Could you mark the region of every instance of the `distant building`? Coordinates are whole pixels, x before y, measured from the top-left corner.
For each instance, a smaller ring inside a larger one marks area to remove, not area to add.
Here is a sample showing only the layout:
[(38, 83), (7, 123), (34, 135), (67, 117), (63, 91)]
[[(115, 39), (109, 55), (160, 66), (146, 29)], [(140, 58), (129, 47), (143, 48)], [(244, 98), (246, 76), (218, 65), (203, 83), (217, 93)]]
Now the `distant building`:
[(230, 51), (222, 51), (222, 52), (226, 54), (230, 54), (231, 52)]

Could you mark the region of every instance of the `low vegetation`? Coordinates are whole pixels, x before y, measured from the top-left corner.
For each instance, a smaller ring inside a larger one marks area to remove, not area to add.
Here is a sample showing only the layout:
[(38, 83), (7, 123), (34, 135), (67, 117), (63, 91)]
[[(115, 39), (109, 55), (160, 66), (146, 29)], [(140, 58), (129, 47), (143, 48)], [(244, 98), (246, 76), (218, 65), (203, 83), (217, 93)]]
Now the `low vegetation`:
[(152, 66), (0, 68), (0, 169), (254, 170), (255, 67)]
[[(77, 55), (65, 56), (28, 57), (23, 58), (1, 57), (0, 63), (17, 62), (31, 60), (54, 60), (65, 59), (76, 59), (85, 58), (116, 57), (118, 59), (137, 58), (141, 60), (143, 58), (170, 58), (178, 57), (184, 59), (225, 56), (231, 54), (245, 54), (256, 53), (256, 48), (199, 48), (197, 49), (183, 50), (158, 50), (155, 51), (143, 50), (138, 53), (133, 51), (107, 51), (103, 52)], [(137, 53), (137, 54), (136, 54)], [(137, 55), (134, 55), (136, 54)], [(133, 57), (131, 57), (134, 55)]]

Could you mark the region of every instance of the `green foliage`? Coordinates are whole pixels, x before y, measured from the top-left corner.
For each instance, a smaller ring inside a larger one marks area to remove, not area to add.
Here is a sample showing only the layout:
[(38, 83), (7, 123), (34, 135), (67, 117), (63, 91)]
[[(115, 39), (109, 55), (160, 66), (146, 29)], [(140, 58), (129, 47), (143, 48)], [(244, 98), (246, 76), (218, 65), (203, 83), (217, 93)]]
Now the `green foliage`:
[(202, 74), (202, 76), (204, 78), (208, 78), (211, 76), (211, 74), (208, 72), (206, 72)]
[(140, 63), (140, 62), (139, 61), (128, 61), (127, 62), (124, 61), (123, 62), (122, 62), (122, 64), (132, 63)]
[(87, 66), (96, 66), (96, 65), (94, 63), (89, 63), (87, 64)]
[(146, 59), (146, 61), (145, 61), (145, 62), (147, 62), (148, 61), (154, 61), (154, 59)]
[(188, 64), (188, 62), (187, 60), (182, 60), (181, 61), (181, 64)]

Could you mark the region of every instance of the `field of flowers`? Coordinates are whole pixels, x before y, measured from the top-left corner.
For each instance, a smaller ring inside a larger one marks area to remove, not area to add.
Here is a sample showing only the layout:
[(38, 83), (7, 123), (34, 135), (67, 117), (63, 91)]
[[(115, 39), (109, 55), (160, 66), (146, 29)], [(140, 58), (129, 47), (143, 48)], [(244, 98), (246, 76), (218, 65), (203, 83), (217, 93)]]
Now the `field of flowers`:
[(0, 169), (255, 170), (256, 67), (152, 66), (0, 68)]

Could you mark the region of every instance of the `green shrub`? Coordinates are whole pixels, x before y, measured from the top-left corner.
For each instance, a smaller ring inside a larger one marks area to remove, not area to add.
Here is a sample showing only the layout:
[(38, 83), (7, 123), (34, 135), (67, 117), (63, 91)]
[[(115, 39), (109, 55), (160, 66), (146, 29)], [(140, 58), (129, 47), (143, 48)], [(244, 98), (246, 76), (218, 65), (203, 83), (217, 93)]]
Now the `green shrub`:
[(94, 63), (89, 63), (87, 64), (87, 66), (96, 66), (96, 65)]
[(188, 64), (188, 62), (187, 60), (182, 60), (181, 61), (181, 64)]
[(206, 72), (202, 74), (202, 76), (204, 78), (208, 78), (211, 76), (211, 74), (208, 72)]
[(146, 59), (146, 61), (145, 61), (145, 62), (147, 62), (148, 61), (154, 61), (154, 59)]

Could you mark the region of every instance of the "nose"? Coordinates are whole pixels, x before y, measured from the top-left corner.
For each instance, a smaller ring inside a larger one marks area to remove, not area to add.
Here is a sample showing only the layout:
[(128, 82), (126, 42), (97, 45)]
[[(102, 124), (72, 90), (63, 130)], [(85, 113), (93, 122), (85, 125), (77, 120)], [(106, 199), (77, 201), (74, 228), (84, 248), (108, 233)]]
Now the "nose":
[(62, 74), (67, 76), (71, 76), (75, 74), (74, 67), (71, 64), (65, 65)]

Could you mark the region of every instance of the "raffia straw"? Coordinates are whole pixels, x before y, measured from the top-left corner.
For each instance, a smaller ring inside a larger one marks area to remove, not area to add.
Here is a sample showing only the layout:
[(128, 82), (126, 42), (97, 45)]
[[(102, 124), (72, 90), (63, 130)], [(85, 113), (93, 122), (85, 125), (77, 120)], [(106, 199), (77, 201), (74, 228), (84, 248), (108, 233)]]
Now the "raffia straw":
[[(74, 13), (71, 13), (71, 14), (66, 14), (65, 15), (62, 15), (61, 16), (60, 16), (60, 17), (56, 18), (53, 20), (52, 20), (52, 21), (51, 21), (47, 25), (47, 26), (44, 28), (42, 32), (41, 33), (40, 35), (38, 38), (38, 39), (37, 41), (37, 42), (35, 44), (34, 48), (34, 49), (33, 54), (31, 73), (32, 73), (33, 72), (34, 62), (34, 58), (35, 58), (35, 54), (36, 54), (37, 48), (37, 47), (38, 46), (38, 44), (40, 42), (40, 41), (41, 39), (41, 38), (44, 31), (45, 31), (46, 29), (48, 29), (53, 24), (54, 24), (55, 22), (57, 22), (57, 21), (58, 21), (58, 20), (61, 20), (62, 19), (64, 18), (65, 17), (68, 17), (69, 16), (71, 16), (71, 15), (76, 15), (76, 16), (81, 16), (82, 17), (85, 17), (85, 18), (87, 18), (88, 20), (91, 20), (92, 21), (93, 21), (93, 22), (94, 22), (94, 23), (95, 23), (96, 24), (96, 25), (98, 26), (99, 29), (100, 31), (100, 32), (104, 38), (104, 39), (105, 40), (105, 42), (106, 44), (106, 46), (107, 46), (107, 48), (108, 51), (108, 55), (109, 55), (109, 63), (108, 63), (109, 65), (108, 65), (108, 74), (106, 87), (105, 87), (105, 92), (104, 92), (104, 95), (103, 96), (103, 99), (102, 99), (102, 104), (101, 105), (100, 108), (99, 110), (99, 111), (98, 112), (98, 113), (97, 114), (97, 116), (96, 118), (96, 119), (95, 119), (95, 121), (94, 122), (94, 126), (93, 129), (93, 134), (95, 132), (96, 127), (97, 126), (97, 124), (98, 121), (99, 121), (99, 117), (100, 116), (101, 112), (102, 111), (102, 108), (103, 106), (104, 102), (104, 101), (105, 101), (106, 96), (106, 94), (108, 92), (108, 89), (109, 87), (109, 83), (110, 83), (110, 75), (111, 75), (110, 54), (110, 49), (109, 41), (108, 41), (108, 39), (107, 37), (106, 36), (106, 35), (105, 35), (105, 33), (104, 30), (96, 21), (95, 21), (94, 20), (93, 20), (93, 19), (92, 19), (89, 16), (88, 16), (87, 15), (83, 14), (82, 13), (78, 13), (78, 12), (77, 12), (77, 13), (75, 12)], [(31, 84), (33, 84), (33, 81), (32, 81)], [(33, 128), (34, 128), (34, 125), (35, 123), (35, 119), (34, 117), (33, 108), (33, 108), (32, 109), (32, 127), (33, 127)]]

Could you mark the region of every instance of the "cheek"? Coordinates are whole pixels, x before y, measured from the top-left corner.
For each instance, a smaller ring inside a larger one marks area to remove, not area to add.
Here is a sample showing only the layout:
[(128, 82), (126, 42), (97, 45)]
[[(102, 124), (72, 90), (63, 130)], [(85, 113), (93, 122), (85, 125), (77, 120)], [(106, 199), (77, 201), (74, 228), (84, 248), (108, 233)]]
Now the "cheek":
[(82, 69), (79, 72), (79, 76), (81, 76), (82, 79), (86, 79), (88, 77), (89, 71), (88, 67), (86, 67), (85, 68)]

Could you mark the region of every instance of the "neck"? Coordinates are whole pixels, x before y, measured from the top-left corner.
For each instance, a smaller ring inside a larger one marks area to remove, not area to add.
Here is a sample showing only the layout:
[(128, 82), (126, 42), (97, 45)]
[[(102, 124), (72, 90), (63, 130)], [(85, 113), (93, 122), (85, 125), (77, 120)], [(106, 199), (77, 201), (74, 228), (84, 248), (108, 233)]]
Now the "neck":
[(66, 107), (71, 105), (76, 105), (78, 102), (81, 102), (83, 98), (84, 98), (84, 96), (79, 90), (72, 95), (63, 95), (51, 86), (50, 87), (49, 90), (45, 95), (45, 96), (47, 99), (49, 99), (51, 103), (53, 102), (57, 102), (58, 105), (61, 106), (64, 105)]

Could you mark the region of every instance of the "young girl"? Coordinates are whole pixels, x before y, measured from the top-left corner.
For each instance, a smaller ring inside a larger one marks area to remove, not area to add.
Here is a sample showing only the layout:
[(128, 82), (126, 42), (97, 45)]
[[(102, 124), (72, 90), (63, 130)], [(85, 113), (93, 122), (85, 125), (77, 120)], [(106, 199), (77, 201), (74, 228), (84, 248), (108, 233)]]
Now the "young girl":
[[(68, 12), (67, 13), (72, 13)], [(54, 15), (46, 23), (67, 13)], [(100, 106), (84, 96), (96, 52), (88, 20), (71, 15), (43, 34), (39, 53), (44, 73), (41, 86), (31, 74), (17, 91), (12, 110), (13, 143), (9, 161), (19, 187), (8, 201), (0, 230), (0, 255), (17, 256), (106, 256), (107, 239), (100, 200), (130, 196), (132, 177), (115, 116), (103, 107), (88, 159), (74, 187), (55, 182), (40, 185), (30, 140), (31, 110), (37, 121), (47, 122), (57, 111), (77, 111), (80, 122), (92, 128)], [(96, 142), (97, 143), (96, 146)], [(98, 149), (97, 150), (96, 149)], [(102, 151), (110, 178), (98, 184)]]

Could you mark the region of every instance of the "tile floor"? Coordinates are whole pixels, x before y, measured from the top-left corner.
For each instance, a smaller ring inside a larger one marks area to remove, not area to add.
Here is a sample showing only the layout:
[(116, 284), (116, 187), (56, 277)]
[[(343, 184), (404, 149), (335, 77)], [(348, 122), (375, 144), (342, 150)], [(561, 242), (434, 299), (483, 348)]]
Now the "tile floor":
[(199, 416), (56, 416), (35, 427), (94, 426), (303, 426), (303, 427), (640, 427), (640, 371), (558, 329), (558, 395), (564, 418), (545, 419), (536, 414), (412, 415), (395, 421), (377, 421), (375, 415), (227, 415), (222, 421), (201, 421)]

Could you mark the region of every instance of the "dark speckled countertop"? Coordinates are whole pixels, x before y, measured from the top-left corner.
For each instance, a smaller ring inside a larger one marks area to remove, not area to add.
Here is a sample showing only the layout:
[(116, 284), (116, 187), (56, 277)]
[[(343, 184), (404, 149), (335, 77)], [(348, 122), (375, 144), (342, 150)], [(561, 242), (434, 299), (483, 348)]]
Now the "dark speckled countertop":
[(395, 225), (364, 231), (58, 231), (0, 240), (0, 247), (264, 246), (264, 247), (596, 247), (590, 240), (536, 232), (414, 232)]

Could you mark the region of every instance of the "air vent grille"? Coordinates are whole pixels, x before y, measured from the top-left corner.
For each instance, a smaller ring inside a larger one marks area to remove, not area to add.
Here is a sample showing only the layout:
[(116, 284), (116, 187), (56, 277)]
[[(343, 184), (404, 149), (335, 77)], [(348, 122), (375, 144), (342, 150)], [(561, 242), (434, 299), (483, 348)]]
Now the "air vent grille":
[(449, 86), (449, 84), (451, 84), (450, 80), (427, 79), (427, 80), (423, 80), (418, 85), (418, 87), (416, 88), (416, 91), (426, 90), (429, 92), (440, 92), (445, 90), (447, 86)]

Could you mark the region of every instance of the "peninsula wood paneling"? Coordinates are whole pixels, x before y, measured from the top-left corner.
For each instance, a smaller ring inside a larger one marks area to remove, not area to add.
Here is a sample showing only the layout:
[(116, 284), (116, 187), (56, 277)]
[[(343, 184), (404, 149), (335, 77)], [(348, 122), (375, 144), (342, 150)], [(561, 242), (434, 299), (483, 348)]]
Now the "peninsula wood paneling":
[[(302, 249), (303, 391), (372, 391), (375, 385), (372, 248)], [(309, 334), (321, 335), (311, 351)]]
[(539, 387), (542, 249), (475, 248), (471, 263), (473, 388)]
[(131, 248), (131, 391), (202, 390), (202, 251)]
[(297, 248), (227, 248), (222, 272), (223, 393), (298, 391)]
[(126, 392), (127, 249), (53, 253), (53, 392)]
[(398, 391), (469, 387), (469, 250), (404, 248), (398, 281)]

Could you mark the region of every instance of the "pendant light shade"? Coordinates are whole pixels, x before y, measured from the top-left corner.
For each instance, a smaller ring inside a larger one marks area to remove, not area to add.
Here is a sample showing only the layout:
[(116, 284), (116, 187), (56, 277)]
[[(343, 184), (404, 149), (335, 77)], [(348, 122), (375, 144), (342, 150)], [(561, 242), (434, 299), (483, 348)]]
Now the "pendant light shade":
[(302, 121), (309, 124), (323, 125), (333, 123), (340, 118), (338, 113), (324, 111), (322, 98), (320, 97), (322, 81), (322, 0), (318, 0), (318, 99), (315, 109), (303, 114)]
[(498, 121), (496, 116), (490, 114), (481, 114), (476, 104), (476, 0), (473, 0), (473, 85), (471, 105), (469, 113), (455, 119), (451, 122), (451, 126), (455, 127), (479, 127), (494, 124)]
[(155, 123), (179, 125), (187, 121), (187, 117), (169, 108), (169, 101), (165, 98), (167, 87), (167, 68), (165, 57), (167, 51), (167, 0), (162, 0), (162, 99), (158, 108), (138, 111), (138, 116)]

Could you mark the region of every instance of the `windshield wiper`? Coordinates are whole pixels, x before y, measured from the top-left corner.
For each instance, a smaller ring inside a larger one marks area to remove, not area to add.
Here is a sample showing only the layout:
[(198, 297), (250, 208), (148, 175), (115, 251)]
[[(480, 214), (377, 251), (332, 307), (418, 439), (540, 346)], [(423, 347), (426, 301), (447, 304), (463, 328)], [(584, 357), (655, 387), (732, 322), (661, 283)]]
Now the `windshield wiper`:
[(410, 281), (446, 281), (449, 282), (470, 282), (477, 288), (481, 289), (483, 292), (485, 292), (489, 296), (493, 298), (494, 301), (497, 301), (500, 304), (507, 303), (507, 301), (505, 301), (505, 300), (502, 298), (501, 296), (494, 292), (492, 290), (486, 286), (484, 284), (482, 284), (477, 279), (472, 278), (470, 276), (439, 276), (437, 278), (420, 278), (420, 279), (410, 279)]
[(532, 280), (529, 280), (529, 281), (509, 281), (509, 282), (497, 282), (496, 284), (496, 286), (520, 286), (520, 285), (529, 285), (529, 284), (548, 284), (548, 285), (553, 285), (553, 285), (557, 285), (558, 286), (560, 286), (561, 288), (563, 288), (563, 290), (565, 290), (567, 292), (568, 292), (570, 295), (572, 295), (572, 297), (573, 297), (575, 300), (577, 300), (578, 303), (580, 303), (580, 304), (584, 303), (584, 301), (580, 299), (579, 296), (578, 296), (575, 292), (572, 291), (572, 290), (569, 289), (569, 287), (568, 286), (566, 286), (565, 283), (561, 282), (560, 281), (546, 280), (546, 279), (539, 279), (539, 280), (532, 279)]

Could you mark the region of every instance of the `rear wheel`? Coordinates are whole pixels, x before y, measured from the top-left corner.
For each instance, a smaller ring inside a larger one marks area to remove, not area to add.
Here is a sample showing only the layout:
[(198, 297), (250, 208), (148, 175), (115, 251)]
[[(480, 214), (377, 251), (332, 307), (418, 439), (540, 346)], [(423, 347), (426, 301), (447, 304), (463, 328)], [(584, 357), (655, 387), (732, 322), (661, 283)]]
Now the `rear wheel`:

*YOUR INSTRUCTIONS*: Could you write out the rows from the start through the line containing "54), (231, 52)]", switching "distant building" to "far-off building" and keeping everything else unchanged?

*ANSWER FOR THIS EXERCISE*:
Could you mark the region of every instance of the `far-off building`? Coordinates are whole pixels, x before y, measured from the top-left corner.
For each instance, a smaller ring inside a larger one marks area to remove, not area to add.
Here is a sample showing only the layout:
[(38, 83), (7, 123), (34, 135), (67, 117), (63, 91)]
[[(115, 39), (109, 55), (160, 66), (146, 29)], [(140, 58), (129, 47), (143, 48)], [(244, 98), (246, 76), (218, 65), (203, 83), (217, 93)]]
Now the `far-off building`:
[(230, 51), (222, 51), (222, 52), (226, 54), (230, 54), (231, 52)]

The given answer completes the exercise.